DATA IN THIS EXERCISE —

________________

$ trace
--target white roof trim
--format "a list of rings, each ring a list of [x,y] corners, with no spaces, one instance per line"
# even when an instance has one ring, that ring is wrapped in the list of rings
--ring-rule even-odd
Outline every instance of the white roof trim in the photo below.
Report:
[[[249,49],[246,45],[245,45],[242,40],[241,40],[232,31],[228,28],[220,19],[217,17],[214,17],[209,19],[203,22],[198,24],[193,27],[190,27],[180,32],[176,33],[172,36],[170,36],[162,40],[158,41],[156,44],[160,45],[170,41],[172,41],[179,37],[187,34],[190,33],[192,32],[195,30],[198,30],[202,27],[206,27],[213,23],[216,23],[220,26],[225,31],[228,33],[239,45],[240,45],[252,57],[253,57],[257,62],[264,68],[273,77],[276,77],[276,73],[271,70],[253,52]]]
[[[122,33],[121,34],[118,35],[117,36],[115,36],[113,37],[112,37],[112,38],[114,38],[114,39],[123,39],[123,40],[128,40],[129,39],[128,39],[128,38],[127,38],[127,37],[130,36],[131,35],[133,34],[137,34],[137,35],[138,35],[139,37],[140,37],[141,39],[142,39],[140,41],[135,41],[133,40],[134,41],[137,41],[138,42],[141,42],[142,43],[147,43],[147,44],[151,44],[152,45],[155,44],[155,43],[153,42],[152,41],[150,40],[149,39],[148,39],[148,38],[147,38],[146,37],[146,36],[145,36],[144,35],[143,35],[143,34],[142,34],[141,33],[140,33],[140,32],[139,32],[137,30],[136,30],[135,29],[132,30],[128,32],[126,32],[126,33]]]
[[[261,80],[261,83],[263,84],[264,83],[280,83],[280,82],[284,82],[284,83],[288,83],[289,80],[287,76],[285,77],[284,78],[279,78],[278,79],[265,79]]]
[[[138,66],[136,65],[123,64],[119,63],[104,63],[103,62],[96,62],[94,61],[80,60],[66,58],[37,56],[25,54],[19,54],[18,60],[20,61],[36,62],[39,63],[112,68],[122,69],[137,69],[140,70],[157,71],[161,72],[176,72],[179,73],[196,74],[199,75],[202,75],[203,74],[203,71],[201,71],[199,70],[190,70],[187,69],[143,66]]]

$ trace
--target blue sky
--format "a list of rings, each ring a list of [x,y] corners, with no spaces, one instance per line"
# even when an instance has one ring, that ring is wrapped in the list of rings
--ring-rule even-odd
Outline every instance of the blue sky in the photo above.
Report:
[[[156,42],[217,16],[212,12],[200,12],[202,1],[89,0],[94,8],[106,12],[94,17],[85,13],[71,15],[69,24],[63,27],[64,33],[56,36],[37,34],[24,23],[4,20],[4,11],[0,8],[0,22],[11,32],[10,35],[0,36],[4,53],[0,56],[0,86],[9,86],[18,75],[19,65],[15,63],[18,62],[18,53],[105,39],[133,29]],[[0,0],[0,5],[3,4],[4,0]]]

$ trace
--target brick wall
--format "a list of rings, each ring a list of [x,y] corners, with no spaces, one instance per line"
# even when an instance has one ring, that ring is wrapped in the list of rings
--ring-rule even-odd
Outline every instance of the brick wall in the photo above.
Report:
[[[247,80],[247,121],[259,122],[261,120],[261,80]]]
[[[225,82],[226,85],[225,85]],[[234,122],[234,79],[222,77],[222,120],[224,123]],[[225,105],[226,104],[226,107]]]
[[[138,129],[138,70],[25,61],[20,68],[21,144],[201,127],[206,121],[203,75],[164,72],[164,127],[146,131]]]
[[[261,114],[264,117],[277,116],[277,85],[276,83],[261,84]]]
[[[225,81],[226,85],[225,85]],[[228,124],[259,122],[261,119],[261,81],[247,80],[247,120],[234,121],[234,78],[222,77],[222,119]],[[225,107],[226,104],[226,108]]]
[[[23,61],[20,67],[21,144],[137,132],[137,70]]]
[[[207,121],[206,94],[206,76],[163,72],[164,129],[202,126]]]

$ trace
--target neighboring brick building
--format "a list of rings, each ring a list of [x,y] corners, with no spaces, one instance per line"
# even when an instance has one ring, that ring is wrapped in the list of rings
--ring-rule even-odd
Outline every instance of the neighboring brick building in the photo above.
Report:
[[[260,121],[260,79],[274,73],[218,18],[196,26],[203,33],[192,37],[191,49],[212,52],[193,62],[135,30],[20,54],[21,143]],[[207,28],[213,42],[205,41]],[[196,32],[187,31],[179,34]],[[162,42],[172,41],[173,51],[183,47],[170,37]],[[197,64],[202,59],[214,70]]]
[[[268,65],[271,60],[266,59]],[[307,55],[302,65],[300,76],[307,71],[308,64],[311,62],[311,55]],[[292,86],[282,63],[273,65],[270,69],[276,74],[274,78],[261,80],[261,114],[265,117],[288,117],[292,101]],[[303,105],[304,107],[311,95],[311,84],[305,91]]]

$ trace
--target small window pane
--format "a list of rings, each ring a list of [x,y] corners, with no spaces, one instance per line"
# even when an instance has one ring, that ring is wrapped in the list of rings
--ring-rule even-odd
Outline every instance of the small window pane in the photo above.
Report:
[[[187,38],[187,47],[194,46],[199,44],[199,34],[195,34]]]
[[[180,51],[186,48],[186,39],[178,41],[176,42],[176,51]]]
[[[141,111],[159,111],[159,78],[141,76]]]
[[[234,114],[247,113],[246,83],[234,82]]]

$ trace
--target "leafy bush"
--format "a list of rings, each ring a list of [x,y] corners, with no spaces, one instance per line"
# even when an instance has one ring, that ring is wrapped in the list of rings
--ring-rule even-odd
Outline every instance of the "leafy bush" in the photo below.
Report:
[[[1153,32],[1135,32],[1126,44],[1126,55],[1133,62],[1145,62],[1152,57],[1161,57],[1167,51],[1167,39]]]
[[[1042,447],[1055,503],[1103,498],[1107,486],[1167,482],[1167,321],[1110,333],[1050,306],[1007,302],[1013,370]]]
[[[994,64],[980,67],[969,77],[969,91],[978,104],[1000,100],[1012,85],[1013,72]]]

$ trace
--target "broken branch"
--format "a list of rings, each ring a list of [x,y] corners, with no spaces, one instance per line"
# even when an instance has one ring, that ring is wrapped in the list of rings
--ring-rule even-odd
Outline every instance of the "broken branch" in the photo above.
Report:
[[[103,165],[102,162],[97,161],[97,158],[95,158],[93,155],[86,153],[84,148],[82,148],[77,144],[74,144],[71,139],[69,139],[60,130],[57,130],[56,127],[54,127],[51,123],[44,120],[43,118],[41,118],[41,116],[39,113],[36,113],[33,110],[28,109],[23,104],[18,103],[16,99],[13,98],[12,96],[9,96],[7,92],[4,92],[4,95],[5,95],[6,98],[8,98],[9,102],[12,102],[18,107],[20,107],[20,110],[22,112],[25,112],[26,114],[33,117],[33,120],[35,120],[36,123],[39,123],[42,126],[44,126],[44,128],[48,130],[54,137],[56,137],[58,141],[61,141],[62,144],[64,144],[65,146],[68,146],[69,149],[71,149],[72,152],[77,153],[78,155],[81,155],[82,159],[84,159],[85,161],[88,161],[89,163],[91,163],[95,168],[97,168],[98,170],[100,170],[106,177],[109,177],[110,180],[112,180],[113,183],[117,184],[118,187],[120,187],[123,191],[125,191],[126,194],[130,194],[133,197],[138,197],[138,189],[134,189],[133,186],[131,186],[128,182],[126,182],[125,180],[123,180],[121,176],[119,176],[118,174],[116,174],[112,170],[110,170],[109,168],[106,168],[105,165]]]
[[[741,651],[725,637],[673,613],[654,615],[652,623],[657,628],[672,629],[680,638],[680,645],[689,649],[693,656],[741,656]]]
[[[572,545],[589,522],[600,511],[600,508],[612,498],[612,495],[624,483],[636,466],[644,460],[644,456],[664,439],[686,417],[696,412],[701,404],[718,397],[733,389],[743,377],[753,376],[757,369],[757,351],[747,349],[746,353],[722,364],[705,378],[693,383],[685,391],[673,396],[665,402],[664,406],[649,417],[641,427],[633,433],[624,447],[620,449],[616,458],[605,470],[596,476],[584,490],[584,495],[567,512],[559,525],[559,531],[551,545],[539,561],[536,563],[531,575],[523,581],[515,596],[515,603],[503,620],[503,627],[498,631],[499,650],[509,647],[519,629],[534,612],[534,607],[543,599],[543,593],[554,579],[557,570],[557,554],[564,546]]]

________________

THE PROBLEM —
How many lines in the entries above contain the word "small"? Reply with the number alone.

EXPECTED ANSWER —
2